> **REQUIREMENTS**: From the line containing "Where can you see the white cabinetry" through the last line of the data, return those lines exactly as written and nothing more.

>> start DATA FOR THE TASK

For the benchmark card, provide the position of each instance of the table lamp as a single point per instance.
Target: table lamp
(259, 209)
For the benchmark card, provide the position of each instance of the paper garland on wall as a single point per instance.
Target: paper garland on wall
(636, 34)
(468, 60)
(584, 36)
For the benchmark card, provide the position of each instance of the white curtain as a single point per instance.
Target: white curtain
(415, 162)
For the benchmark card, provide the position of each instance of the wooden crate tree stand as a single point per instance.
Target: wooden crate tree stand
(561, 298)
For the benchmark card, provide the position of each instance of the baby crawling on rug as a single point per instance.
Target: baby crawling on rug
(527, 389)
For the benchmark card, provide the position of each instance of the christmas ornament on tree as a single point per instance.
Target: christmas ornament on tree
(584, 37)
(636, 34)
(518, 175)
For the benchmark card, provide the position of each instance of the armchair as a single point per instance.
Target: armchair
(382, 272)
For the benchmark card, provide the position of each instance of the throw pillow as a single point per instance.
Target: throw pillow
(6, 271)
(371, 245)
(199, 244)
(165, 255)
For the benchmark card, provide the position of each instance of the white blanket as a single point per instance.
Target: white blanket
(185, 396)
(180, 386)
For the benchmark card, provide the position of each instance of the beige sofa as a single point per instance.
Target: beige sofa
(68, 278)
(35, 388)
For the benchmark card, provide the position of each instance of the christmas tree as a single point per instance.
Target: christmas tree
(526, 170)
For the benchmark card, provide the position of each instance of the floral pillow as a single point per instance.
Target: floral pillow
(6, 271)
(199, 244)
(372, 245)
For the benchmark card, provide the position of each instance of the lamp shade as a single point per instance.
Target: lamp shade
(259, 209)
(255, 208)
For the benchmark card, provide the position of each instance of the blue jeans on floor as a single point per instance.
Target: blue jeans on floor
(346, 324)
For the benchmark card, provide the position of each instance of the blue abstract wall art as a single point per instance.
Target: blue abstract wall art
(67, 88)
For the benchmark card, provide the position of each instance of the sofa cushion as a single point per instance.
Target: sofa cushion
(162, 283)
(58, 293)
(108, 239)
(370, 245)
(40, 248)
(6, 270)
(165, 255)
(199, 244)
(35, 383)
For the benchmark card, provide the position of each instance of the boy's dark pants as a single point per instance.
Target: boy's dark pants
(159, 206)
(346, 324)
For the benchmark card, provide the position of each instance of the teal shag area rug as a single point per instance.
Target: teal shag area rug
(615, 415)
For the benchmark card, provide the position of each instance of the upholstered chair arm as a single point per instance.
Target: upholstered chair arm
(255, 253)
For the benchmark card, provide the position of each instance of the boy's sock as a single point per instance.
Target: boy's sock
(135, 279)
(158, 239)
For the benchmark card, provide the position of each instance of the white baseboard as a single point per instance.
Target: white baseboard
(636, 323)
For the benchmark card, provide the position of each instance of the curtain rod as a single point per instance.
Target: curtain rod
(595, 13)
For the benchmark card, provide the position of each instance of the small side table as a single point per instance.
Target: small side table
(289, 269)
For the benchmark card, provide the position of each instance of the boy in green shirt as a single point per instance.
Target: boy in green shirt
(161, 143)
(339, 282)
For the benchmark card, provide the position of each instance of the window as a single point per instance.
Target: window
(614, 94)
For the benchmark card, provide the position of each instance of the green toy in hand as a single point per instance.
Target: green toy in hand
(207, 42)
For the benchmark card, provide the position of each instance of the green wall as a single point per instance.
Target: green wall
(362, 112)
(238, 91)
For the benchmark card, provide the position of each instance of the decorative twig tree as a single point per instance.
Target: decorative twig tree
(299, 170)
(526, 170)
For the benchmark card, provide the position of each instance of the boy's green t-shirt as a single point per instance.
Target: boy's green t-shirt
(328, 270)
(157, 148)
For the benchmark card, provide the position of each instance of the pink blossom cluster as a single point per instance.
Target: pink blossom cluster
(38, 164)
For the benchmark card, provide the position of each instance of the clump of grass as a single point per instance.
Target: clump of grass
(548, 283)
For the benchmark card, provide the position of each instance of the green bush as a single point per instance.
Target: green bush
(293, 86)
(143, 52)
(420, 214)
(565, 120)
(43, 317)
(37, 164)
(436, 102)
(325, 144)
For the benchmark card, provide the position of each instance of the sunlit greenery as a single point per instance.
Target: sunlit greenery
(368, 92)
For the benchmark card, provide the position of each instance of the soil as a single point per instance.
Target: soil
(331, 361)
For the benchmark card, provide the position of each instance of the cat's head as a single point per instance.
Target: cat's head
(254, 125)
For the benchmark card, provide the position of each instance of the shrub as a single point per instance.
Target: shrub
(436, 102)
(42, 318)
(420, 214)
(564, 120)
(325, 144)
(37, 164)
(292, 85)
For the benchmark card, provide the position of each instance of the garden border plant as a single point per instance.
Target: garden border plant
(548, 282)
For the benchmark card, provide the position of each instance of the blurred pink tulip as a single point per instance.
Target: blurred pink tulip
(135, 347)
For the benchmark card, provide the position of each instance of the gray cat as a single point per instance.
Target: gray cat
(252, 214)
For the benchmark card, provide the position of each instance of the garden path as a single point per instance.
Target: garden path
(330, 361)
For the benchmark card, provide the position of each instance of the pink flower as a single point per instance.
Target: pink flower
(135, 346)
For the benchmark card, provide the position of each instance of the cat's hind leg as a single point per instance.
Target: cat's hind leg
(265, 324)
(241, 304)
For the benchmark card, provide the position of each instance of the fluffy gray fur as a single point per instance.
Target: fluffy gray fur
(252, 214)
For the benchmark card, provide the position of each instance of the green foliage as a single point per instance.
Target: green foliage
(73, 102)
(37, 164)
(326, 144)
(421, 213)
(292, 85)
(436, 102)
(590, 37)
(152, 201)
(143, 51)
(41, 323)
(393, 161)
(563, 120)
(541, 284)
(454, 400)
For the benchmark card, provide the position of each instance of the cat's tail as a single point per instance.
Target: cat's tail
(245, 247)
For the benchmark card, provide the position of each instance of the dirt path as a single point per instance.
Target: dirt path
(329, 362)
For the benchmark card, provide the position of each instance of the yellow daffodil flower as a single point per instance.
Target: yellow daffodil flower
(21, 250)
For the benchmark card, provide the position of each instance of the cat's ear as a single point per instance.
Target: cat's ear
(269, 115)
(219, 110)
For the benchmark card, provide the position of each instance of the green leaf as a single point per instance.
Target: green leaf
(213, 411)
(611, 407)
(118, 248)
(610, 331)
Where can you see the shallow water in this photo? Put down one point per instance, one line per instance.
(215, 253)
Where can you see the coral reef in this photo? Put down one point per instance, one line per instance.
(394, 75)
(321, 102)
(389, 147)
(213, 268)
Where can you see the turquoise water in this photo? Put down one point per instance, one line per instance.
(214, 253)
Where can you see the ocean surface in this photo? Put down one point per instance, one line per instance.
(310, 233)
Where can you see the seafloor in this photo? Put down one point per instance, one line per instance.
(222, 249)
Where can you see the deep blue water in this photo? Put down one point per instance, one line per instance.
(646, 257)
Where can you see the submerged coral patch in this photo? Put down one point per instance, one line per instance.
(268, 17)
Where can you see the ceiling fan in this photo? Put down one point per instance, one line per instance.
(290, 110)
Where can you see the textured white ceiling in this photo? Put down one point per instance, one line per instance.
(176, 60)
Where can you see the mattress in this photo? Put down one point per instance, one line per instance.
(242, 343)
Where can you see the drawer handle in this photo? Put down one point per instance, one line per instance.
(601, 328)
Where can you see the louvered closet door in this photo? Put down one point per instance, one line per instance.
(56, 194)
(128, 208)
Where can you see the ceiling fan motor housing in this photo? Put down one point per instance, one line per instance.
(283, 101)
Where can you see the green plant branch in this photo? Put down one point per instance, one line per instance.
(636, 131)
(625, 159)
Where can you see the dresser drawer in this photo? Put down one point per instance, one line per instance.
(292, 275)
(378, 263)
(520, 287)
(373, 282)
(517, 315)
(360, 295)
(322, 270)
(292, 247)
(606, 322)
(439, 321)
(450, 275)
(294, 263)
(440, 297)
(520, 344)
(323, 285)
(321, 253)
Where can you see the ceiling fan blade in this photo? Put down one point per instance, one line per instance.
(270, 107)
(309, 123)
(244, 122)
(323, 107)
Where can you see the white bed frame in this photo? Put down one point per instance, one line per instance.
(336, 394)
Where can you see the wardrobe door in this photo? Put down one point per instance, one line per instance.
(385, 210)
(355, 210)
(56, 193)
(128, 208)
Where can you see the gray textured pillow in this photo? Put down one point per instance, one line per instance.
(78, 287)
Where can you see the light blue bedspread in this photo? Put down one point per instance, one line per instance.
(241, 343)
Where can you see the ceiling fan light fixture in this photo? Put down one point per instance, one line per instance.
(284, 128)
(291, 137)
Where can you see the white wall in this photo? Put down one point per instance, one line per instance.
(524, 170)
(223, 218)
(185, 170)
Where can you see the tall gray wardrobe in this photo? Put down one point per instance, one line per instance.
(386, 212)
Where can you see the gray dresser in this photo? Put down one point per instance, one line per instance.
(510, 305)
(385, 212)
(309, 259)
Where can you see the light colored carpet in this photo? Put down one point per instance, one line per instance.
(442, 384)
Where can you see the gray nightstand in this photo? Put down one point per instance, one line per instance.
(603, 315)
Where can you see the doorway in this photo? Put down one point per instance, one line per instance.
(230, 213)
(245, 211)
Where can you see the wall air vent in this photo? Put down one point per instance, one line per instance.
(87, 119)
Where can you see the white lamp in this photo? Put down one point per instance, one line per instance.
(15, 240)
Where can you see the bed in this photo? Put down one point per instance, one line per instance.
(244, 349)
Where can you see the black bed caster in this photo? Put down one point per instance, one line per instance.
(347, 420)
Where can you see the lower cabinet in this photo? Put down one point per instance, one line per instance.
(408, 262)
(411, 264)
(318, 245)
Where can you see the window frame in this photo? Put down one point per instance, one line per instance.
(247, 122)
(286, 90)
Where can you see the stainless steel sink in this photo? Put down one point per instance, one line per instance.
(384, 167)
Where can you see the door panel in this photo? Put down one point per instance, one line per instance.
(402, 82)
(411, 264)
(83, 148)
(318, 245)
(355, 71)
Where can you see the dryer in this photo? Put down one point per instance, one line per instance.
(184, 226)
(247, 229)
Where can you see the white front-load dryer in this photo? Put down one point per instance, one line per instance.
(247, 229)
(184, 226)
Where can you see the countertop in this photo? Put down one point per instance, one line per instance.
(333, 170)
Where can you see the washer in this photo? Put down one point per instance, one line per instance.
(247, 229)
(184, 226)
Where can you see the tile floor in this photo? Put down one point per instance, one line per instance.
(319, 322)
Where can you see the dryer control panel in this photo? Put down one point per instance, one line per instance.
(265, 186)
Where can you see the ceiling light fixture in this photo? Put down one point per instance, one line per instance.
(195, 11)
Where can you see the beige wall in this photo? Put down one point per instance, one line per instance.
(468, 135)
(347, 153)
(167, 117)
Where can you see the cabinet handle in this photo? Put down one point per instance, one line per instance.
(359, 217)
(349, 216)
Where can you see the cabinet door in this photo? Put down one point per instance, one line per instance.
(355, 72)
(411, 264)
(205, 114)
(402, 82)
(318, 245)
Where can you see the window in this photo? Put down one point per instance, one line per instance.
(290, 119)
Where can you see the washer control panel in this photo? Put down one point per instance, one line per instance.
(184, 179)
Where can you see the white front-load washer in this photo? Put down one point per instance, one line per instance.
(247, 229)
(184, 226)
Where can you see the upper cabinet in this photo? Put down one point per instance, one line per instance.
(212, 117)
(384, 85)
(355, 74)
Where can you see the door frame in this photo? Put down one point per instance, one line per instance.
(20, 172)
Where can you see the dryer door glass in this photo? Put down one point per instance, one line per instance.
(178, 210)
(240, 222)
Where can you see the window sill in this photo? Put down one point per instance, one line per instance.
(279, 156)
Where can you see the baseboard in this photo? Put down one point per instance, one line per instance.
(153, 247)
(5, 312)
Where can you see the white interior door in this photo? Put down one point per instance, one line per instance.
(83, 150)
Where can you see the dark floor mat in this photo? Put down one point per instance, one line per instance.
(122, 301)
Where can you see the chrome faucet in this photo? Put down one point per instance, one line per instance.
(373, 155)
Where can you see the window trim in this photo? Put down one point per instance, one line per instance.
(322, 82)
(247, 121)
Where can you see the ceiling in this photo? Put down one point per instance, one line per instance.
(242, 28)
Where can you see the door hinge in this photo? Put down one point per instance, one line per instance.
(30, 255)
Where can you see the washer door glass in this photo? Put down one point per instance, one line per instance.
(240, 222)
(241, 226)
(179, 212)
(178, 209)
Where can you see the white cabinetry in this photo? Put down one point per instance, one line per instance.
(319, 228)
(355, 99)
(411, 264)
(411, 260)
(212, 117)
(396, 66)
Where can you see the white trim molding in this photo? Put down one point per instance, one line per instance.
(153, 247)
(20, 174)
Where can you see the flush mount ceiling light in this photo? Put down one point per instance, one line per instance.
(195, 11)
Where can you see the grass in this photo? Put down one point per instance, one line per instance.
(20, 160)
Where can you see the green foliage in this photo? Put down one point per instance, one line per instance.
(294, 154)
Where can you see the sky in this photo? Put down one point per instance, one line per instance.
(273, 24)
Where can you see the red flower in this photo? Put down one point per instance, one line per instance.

>> end DATA FOR THE TASK

> **FINISHED ANSWER**:
Where can you see the white cabinetry in this photo? Put down one point per instance, one line per instance.
(319, 228)
(355, 99)
(411, 264)
(411, 260)
(212, 117)
(396, 66)
Where can you see the white trim molding in this photo? Put down one point per instance, one line per instance.
(153, 247)
(20, 174)
Where can you see the flush mount ceiling light in this photo? Put down one point per instance, one line per instance.
(195, 11)
Where can you see the grass in this photo? Put down one point per instance, one line per instance.
(20, 160)
Where can you see the green foliage in this photo? Put down one point per instance, one line per instance.
(294, 154)
Where can you see the sky in this photo? Put down one point per instance, one line per instance.
(273, 24)
Where can you see the red flower in this photo? Put down one point per instance, one line per instance.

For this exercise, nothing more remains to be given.